PROVIDED PASSAGE section start
My siblings don’t like my husband and refuse to include him in family events, so we are estranged. Even apart from their feelings about my husband, their behaviour towards me has been hurtful for a long time; nothing I did was ever good enough. My sister and I both worked at the same company; at a party for retired employees, a former colleague said my sister had often been critical of me in front of co-workers. She had repeatedly made derogatory comments about me, both personal and professional, to anyone within hearing distance. Several others jumped in to say they also had heard these negative comments over the years. I was shocked and hurt. My husband says that ethically, my colleagues were wrong mentioning my sister’s criticisms. What do you think?
What a delightful party!
Most likely, your sister was doing what many of us do far too often: idly bitching about her family. Obviously, that’s not nice; but kvetching about family dynamics is a normal, and even therapeutic, part of many social interactions. Usually, it should be taken with a grain of salt; such eruptions tend to be “full of sound and fury, signifying nothing.”
PROVIDED PASSAGE section end
EXCERPTED RECORDS section start
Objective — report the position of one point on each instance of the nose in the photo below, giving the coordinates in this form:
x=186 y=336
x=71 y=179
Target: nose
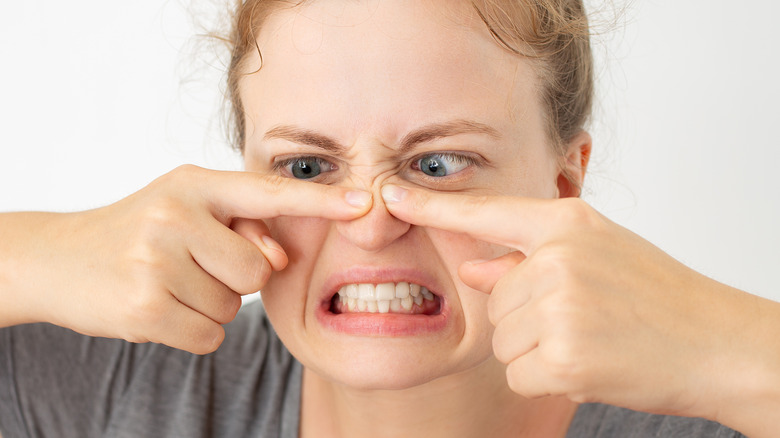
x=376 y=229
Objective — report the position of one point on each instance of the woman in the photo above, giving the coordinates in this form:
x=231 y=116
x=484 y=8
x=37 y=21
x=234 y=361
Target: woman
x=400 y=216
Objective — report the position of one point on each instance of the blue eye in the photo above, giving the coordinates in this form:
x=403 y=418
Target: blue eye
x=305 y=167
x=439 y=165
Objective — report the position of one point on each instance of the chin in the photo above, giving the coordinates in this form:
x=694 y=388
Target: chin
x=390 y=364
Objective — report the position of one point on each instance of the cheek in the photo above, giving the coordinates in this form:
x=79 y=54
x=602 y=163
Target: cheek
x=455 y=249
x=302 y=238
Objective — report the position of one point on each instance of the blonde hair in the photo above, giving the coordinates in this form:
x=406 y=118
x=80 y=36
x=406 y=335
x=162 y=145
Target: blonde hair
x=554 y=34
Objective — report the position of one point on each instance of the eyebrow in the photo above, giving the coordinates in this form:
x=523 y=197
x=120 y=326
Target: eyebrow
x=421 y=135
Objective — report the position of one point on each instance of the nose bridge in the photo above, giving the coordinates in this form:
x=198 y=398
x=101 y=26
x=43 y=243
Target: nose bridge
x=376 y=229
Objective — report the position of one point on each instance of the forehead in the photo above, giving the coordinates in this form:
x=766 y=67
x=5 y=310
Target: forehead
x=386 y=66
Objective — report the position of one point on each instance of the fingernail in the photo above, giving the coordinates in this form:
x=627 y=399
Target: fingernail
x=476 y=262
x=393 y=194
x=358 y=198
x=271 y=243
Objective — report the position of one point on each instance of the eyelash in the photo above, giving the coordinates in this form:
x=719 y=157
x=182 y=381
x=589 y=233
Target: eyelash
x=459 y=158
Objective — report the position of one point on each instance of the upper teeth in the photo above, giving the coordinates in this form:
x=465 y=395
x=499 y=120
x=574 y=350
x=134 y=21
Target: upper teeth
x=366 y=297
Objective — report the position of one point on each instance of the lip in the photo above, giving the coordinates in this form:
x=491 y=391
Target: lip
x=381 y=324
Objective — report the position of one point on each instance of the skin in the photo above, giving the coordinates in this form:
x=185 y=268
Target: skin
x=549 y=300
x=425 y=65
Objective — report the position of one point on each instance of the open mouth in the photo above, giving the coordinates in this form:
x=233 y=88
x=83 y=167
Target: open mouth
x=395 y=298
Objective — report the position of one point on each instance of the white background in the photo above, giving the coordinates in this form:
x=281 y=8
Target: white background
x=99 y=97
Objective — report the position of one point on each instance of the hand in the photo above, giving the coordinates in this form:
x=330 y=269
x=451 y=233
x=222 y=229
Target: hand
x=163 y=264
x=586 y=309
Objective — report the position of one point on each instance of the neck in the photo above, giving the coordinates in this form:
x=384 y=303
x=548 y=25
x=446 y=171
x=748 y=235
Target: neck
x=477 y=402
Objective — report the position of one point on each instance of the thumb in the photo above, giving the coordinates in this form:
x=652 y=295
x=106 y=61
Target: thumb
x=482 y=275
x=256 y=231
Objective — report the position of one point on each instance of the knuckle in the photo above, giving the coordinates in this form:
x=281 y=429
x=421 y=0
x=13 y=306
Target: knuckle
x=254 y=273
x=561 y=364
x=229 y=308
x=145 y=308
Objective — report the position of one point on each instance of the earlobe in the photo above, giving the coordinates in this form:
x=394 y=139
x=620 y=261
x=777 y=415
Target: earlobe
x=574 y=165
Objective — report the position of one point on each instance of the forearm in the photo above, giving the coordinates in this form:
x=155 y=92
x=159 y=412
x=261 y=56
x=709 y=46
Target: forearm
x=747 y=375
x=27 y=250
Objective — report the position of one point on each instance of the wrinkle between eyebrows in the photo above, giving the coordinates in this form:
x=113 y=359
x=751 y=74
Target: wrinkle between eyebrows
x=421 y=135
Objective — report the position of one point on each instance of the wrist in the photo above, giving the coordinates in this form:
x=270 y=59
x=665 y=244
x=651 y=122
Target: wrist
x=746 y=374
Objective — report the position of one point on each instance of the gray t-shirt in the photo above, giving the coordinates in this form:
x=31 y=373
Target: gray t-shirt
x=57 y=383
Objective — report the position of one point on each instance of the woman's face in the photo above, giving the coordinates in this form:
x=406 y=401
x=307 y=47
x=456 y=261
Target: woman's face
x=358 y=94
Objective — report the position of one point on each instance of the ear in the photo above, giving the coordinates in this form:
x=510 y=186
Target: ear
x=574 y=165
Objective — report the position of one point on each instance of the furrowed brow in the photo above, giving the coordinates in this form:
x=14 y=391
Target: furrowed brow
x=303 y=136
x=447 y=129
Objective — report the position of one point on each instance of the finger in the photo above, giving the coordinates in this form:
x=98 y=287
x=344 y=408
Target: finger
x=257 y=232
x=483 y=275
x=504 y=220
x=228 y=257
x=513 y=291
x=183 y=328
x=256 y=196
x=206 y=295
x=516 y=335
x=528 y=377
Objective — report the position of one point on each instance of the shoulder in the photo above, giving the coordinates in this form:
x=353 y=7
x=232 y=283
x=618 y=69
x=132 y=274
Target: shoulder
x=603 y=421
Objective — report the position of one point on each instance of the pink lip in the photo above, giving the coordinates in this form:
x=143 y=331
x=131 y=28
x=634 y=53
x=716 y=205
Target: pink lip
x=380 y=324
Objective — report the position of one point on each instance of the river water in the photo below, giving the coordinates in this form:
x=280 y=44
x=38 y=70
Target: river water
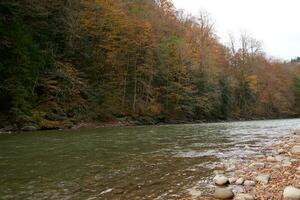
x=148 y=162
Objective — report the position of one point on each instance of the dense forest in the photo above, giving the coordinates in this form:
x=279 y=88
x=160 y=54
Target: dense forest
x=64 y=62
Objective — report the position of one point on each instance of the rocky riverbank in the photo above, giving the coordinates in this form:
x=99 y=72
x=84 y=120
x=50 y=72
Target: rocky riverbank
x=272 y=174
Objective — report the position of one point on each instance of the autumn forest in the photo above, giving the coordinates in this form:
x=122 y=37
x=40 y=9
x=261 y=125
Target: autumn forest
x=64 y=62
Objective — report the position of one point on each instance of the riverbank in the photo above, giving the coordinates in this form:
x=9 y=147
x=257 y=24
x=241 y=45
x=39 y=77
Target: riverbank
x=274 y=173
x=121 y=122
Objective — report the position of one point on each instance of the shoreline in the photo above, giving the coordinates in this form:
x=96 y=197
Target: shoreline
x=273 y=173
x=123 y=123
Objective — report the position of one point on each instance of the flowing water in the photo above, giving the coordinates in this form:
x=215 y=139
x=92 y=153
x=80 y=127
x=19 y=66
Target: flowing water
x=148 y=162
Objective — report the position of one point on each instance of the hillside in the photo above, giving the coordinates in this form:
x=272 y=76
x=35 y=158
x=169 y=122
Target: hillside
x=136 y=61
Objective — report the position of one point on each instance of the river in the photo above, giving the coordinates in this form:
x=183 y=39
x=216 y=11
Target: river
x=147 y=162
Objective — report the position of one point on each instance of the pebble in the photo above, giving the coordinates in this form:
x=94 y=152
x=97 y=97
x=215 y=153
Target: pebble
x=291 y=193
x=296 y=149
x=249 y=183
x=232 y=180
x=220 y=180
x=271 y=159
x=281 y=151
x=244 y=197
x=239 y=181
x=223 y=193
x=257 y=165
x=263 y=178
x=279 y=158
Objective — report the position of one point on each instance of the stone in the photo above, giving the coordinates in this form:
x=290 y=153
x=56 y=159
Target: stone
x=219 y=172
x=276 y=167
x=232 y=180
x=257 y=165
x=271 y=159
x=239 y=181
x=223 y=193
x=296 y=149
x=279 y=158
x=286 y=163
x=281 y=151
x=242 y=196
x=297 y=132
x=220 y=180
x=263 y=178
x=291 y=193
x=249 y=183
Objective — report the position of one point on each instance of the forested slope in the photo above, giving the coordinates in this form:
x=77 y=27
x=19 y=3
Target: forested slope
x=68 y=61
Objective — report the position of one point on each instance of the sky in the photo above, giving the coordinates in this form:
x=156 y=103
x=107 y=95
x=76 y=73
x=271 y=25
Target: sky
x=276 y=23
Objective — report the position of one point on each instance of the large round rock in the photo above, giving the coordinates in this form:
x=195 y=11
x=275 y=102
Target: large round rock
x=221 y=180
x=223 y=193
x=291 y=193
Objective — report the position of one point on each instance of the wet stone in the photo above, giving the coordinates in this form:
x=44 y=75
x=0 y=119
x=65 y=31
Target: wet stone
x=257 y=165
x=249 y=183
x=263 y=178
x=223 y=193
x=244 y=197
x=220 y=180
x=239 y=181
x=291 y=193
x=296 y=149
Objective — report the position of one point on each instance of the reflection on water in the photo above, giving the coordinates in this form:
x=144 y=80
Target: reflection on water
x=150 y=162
EXCERPTED RECORDS section end
EXCERPTED RECORDS section start
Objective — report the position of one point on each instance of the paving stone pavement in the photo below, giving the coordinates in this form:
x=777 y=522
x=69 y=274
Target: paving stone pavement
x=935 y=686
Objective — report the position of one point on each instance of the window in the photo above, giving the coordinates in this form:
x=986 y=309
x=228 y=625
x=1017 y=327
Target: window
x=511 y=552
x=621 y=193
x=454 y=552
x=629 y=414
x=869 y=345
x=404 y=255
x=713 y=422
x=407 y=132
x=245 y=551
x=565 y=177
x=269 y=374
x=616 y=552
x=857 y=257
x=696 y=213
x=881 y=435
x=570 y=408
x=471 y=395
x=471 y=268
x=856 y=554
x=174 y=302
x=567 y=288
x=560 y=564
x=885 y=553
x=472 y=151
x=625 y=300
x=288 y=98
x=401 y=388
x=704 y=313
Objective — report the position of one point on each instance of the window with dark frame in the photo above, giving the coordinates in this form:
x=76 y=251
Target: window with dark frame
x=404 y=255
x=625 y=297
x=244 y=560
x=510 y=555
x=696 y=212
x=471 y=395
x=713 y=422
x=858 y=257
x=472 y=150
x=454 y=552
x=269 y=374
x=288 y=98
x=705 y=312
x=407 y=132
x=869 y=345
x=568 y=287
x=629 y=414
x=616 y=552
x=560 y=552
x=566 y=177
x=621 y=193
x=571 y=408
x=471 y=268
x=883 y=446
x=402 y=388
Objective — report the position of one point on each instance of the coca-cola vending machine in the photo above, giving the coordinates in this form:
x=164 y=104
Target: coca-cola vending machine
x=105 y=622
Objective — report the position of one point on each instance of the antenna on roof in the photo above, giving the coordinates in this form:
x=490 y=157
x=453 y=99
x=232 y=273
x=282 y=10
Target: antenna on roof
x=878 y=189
EXCERPTED RECORDS section end
### ACTIVITY A
Reproduce word for word the part of the advice column about the estranged siblings that runs from "My siblings don’t" down to "do you think?".
### ACTIVITY B
Answer these from the advice column about the estranged siblings:
(i) Where did the letter writer and her sister both work?
(ii) Who says the colleagues were ethically wrong to mention the sister's criticisms?
(iii) According to the reply, how should such complaints about family usually be taken?
### ACTIVITY C
Please continue the advice column about the estranged siblings from where it stops.

### ANSWER AREA A
My siblings don’t like my husband and refuse to include him in family events, so we are estranged. Even apart from their feelings about my husband, their behaviour towards me has been hurtful for a long time; nothing I did was ever good enough. My sister and I both worked at the same company; at a party for retired employees, a former colleague said my sister had often been critical of me in front of co-workers. She had repeatedly made derogatory comments about me, both personal and professional, to anyone within hearing distance. Several others jumped in to say they also had heard these negative comments over the years. I was shocked and hurt. My husband says that ethically, my colleagues were wrong mentioning my sister’s criticisms. What do you think?

### ANSWER AREA B
(i) At the same company.
(ii) Her husband.
(iii) With a grain of salt.

### ANSWER AREA C
All of which might have been OK if your sister were with people who didn’t know you. Where her behaviour became odious, however, was that she was venting in front of your co-workers and friends. That’s not fair ball, and whether or not her critique was true, the context was inappropriate.
Perhaps your co-workers thought they were taking your side by telling you? Maybe they thought you needed to know about your sister’s behaviour to defend yourself. More likely, they were playing a nasty version of “I’ve got a secret.” They had something on you, and found perverse pleasure in sticking the knife in, not once, but several times.
We’ve all, at one time or another, “known” something about a friend, and struggled with whether to tell them what we think we know. Perhaps we’ve seen a co-worker’s wife walking arm-in-arm down Yonge St. with another man. Or, juicier still, a woman. Maybe a salacious email strayed into our inbox. Or our brother’s wife’s first cousin’s son goes to the synagogue where our present rabbi’s ex-wife has been telling stories. Possibilities are endless.
But always the question is the same: share or shut up? There’s no absolute rule governing all these situations. But the guiding principle is this: do I truly believe that by telling, I am making things better?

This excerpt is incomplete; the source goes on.